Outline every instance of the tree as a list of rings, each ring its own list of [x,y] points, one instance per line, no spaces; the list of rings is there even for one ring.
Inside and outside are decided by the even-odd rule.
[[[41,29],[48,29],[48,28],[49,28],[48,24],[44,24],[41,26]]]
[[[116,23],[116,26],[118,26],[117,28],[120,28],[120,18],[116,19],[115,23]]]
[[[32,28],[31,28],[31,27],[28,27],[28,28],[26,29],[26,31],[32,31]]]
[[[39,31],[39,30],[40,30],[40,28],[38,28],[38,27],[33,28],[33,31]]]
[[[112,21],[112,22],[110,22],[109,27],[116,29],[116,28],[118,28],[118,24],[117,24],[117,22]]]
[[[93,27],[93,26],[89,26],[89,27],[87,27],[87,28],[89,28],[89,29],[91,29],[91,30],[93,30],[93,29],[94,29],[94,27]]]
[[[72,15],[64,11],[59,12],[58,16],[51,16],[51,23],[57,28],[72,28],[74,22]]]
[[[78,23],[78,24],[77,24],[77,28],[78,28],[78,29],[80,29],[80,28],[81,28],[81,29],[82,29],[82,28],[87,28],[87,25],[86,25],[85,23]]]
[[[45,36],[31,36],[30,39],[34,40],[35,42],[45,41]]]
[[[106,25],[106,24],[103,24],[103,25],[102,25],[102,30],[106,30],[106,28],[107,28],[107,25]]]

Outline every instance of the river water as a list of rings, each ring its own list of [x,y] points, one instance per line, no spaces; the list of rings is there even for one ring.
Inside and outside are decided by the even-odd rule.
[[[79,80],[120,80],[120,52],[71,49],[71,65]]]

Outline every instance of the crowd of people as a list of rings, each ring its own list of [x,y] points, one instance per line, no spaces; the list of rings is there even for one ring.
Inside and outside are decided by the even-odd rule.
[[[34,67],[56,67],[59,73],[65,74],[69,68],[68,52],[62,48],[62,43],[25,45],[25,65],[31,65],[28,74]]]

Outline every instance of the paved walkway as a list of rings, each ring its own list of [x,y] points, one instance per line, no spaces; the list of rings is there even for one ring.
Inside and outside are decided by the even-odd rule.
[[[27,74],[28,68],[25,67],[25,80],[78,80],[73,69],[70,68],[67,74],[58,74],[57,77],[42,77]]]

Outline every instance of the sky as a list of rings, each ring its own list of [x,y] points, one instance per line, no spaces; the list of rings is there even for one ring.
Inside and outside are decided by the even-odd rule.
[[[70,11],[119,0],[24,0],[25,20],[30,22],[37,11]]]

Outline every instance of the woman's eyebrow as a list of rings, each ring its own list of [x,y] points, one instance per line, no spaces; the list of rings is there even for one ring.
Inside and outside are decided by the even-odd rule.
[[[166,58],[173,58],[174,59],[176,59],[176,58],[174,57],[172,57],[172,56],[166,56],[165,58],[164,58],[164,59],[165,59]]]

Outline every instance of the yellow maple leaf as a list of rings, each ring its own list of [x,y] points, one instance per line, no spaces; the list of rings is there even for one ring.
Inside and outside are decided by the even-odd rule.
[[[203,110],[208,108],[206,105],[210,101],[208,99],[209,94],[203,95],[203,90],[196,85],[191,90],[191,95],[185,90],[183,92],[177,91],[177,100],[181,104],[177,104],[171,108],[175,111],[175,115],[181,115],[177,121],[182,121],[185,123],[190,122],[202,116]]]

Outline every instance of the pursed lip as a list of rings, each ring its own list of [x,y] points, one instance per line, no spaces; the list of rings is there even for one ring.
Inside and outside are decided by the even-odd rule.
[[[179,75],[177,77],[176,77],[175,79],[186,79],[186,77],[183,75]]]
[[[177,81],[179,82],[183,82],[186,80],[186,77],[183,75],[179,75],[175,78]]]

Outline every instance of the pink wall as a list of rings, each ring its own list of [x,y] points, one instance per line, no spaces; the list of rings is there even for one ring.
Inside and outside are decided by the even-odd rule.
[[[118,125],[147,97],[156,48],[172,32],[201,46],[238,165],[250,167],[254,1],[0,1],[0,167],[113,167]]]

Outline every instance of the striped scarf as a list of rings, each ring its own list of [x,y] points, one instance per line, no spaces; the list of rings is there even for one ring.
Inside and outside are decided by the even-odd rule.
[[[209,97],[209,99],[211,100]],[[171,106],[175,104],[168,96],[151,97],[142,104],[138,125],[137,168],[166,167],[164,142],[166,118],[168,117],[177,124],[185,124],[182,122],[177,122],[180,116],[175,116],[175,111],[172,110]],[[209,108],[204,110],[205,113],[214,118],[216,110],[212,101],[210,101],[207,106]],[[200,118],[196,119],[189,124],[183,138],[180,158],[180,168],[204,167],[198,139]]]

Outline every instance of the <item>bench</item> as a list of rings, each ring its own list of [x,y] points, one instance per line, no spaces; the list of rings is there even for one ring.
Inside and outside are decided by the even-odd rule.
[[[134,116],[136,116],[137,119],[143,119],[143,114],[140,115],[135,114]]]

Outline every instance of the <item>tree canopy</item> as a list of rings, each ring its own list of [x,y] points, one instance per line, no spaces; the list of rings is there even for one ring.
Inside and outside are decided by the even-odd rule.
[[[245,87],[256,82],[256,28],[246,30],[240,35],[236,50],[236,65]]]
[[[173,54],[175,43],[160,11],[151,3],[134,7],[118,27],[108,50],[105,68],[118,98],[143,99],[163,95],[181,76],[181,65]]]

--------

Your objective: Output the listing above exactly as it appears.

Expected answer:
Outline every instance of the tree as a list of rings, each ring its own list of [x,y] points, one instance per line, no spaces; the list of rings is there even for one ring.
Inside and outside are decided by the even-odd rule.
[[[41,29],[48,29],[48,28],[49,28],[48,24],[44,24],[41,26]]]
[[[116,23],[116,26],[118,26],[117,28],[120,28],[120,18],[116,19],[115,23]]]
[[[32,28],[31,28],[31,27],[28,27],[28,28],[26,29],[26,31],[32,31]]]
[[[39,31],[39,30],[40,30],[40,28],[38,28],[38,27],[33,28],[33,31]]]
[[[112,21],[112,22],[110,22],[109,27],[116,29],[116,28],[118,28],[118,24],[117,24],[117,22]]]
[[[93,27],[93,26],[89,26],[89,27],[87,27],[87,28],[89,28],[89,29],[91,29],[91,30],[93,30],[93,29],[94,29],[94,27]]]
[[[72,15],[64,11],[59,12],[58,16],[51,16],[51,23],[57,28],[72,28],[74,22]]]
[[[78,23],[78,24],[77,24],[77,28],[78,28],[78,29],[80,29],[80,28],[81,28],[81,29],[82,29],[82,28],[87,28],[87,25],[86,25],[85,23]]]
[[[45,36],[31,36],[30,39],[34,40],[35,42],[45,41]]]
[[[106,25],[106,24],[103,24],[103,25],[102,25],[102,30],[106,30],[106,28],[107,28],[107,25]]]

Outline every instance of the river water as a list of rings, each ring its own list of [x,y] points, one instance per line, no spaces; the list of rings is there even for one ring.
Inside and outside are decided by the even-odd rule.
[[[79,80],[120,80],[120,52],[71,49],[71,65]]]

Outline every instance of the crowd of people as a list of rings, each ring its own list of [x,y] points, one instance per line, no spaces; the list of rings is there even for one ring.
Inside and outside are decided by the even-odd rule.
[[[34,67],[56,67],[59,73],[65,74],[69,68],[68,52],[62,48],[62,43],[25,45],[25,65],[31,65],[28,74]]]

Outline every instance of the paved walkway as a list of rings, each ring its own list of [x,y] points, one instance per line, no spaces; the list of rings is there even for one ring.
Inside and outside are decided by the even-odd rule.
[[[27,74],[28,68],[25,67],[25,80],[78,80],[73,69],[70,68],[67,74],[58,74],[57,77],[42,77]]]

Outline every instance of the sky as a list of rings, each ring its own list of [x,y] points, one instance per line, no spaces; the list of rings is there even for one ring.
Inside and outside are decided by the even-odd rule.
[[[70,11],[119,0],[24,0],[25,20],[30,22],[37,11]]]

Outline every instance of the woman's eyebrow as a list of rings, each ring its own list of [x,y] points, one instance per line, no spaces; the list of rings is there even for one ring.
Inside and outside are decided by the even-odd rule.
[[[166,58],[173,58],[174,59],[176,59],[176,58],[174,57],[172,57],[172,56],[166,56],[165,58],[164,58],[164,59],[165,59]]]

Outline every instance of the yellow maple leaf as a list of rings, each ring its own list of [x,y] points, one instance per line, no spaces; the list of rings is there even for one ring.
Inside and outside are decided by the even-odd rule.
[[[203,110],[208,108],[206,105],[210,101],[208,99],[209,94],[203,95],[203,90],[196,85],[191,90],[191,95],[185,90],[183,92],[177,91],[177,100],[181,104],[177,104],[171,108],[175,111],[175,115],[181,115],[177,121],[182,121],[185,123],[190,122],[202,116]]]

Outline every instance of the pursed lip as a list of rings, each ring its own list of [x,y] points, one instance per line, no spaces; the list of rings is there even for one ring.
Inside and outside are decided by the even-odd rule.
[[[179,75],[177,77],[176,77],[175,79],[186,79],[186,77],[183,75]]]
[[[177,81],[179,82],[183,82],[186,80],[186,77],[183,75],[179,75],[175,78]]]

Outline every instance of the pink wall as a list of rings, each ring its own list of [x,y] points, one instance per line, no spaces; the list of rings is there even for one ring.
Inside and outside are decided by the even-odd rule.
[[[118,125],[147,97],[156,48],[172,32],[201,46],[238,165],[250,167],[254,1],[0,1],[0,167],[113,167]]]

Outline every instance of the striped scarf as a list of rings, each ring its own list of [x,y] points, one instance per line, no spaces; the list of rings is there even for one ring.
Inside and outside are decided by the even-odd rule.
[[[209,97],[209,99],[211,100]],[[171,106],[175,104],[168,96],[151,97],[142,104],[138,125],[137,168],[166,167],[164,142],[166,118],[168,117],[177,124],[185,124],[182,122],[177,122],[180,116],[175,116],[175,111],[172,110]],[[209,108],[204,110],[205,113],[214,118],[216,110],[212,101],[210,101],[207,106]],[[200,118],[196,119],[189,124],[183,138],[180,158],[180,168],[204,167],[198,139]]]

Outline every instance of the <item>bench</item> as a list of rings, each ring its own list of [x,y] points, one instance per line, no spaces; the list of rings is there even for one ring.
Inside and outside are decided by the even-odd rule.
[[[134,116],[136,116],[137,119],[143,119],[143,114],[140,115],[135,114]]]

Outline every instance of the <item>tree canopy</item> as a list of rings, each ring its own list of [x,y] points, one instance per line, no spaces; the list of rings is there even for one ring.
Inside and outside are decided by the even-odd rule.
[[[245,87],[256,82],[256,28],[246,30],[240,35],[236,50],[236,65]]]
[[[173,54],[175,43],[160,11],[151,3],[134,7],[118,27],[108,50],[105,68],[118,98],[143,99],[163,95],[181,76],[181,65]]]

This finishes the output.